| Exercise directions |
Starting at the line containing "Target: small green plant" and ending at the last line of the rows, write every line out again, requests included. Multiply each x and y coordinate in the points by 1.55 and round it to a whole number, with halves rounded up.

[Object point labels]

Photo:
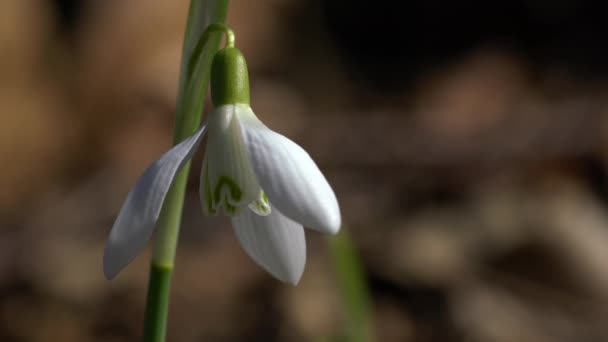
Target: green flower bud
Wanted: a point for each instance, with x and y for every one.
(229, 78)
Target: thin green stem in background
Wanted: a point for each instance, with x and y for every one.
(193, 86)
(352, 287)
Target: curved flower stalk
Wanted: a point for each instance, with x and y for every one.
(267, 184)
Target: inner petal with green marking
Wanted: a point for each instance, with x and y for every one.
(227, 177)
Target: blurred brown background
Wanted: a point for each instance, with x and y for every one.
(467, 143)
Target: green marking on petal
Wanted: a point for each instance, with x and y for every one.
(235, 191)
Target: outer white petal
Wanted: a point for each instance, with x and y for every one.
(138, 215)
(275, 242)
(291, 179)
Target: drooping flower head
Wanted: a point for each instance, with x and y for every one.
(267, 184)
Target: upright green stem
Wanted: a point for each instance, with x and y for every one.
(193, 83)
(352, 287)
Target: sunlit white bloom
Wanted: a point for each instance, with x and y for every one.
(267, 184)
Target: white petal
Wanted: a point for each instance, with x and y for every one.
(227, 179)
(275, 242)
(291, 179)
(138, 215)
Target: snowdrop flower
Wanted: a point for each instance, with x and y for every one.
(267, 184)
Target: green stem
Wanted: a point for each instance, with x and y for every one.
(193, 86)
(352, 286)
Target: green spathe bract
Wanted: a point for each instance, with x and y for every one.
(229, 78)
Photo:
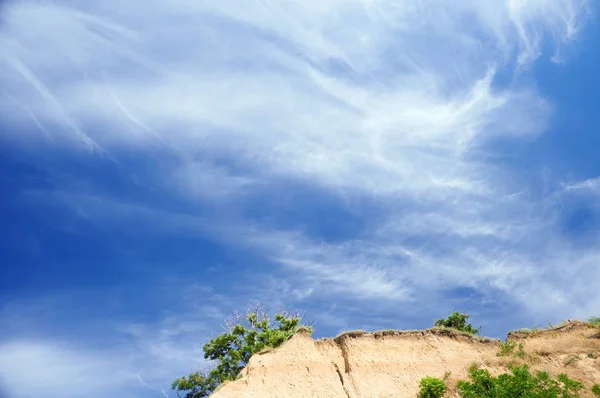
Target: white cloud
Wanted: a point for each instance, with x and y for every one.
(391, 102)
(60, 369)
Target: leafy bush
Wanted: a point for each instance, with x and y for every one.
(519, 384)
(430, 387)
(245, 336)
(508, 349)
(457, 321)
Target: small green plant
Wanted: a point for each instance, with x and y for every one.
(431, 387)
(457, 321)
(508, 349)
(520, 383)
(246, 335)
(571, 360)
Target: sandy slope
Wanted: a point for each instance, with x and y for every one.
(391, 363)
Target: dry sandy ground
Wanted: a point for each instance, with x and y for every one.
(391, 363)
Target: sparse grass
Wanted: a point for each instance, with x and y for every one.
(520, 383)
(571, 360)
(447, 375)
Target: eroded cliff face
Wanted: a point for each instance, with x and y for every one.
(391, 363)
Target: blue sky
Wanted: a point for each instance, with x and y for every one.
(377, 164)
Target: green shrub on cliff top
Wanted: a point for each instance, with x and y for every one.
(245, 336)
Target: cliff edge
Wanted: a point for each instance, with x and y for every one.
(391, 363)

| Answer for this exercise |
Target: small green plant
Wanted: a point for each instance, with x and y for every one.
(668, 600)
(708, 498)
(787, 541)
(806, 594)
(381, 519)
(885, 558)
Target: sandy slope
Wanted: a point for each instance, with x and y for every one.
(606, 563)
Target: dry sandy ground
Wanted: a point for each instance, with x and y for every one.
(606, 563)
Target: sparse grass
Wanted: a point for each instance, with x and y for every one.
(806, 594)
(885, 558)
(693, 581)
Target: eroded cliff face
Wanted: a point for each instance, with x and y for every one.
(606, 563)
Target: blue sky
Wanted: a point for each instance, with x and y for every one.
(584, 254)
Target: green shrub on cliff top
Wanted: a point for each instance, with x and y for every one.
(380, 521)
Target: cliff edge
Wanted: a point for each instance, with x and y for every one.
(606, 563)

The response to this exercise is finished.